= DIRECTIONS =
[1] Using the excerpt on AI crawlers, explain in one to three sentences why the difference between GPTBot and ChatGPT-User visits matters.
[2] From the excerpt on AI crawlers, repeat the part that opens with the words containing "Bingbot (Copilot): Microsoft" and closes with "AI commerce features.".

= EXCERPT =
--------

Google-Extended: Google's AI training crawler. Shares infrastructure with Googlebot but appears as a distinct token in some log configurations. Controlled via robots.txt Google-Extended directive.
Bingbot (Copilot): Microsoft Copilot uses Bingbot for crawling. User-agent: Mozilla/5.0 (compatible; bingbot/2.0; +http://www.bing.com/bingbot.htm).
Amazonbot: Mozilla/5.0 (Linux; x86_64) AppleWebKit/537.36 (KHTML, like Gecko) Version/96 Chrome/96 Safari/537.36 Amazonbot/0.1. Amazon's crawler feeding Rufus and related AI commerce features.

Crawler vs user-action distinction

GPTBot visits to index your site; ChatGPT-User visits because a specific user asked a question that led ChatGPT to fetch your URL. The distinction matters for two reasons. First, user-action traffic is proportional to your citation rate in real conversations — high ChatGPT-User traffic is a strong signal that your content is being used in answers. Second, user-action traffic should not be rate-limited by your bot rules even if you restrict indexing crawlers (though in practice you want both). PerplexityBot and Perplexity-User have the same split; OpenAI has three distinct agents covering indexing, search, and user actions.

How to get at the logs when you run Shopify

Three paths: Cloudflare Analytics (if you use Cloudflare), Shopify's built-in bot analytics (limited), or JavaScript-based server-side detection on custom app-proxy routes.

Shopify does not give merchants raw server log access — you cannot download the access.log for your store. This is a platform design decision and it is not going to change. Three workable alternatives exist, each with different tradeoffs.

--------

= EXTRACTED RECORDS =

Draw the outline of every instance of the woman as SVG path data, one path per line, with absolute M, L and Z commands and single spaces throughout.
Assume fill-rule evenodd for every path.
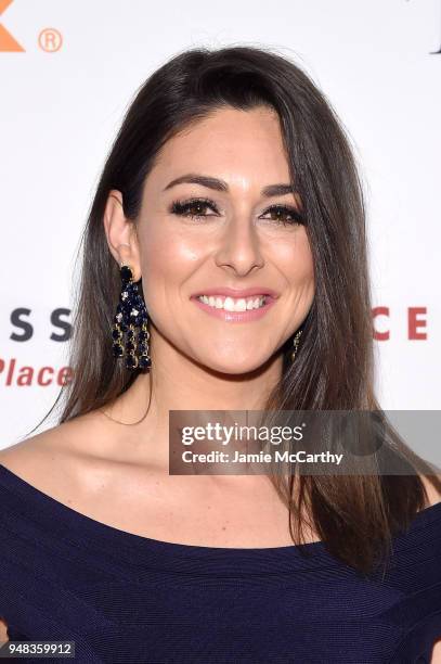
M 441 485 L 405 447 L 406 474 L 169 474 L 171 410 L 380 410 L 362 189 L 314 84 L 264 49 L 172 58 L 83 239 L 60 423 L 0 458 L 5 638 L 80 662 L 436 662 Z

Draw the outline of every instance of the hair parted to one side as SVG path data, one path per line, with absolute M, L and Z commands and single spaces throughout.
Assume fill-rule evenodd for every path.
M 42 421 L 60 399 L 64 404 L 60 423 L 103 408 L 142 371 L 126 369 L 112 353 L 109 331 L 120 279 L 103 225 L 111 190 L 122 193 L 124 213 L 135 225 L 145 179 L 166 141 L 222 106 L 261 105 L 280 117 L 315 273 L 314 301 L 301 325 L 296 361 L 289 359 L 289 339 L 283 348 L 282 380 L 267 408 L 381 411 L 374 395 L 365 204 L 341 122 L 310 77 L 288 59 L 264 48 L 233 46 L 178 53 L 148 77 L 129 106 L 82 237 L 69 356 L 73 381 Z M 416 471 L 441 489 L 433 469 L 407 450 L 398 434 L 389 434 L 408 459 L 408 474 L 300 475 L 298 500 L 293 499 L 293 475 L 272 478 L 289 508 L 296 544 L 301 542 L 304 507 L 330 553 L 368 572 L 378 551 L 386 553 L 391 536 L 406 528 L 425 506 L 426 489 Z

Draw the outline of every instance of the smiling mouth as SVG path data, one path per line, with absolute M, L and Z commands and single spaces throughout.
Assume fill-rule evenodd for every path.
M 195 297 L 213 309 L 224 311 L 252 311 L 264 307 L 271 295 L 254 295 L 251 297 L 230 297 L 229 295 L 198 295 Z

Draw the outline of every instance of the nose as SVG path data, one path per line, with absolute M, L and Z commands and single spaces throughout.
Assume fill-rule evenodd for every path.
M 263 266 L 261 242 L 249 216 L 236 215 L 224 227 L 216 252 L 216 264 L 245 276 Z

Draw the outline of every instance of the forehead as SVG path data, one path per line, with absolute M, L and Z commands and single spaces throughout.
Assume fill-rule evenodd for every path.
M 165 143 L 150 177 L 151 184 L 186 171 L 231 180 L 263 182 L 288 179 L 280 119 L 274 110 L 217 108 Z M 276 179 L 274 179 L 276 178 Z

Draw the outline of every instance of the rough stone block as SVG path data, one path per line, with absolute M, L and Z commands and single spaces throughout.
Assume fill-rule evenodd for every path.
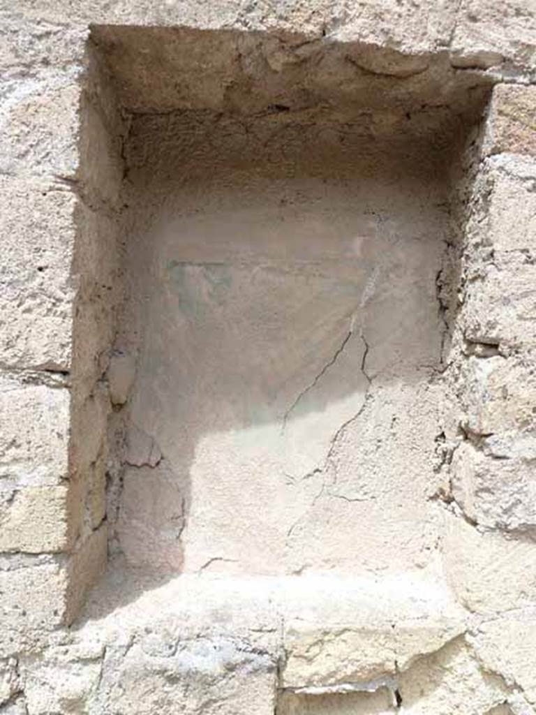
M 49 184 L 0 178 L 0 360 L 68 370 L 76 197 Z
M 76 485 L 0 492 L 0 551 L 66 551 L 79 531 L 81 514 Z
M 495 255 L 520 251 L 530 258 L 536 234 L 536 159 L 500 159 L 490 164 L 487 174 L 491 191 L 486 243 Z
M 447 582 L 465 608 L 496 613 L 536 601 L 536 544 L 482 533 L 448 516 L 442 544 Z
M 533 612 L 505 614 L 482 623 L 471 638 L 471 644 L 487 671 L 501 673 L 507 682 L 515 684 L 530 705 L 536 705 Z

--------

= TASK RESPONSES =
[1] First, user-action traffic like ChatGPT-User grows with how often your content is cited in real conversations, so high ChatGPT-User traffic strongly signals that your content is being used in answers. Second, your bot rules should not rate-limit user-action traffic even if you restrict indexing crawlers.

[2]
Bingbot (Copilot): Microsoft Copilot uses Bingbot for crawling. User-agent: Mozilla/5.0 (compatible; bingbot/2.0; +http://www.bing.com/bingbot.htm).
Amazonbot: Mozilla/5.0 (Linux; x86_64) AppleWebKit/537.36 (KHTML, like Gecko) Version/96 Chrome/96 Safari/537.36 Amazonbot/0.1. Amazon's crawler feeding Rufus and related AI commerce features.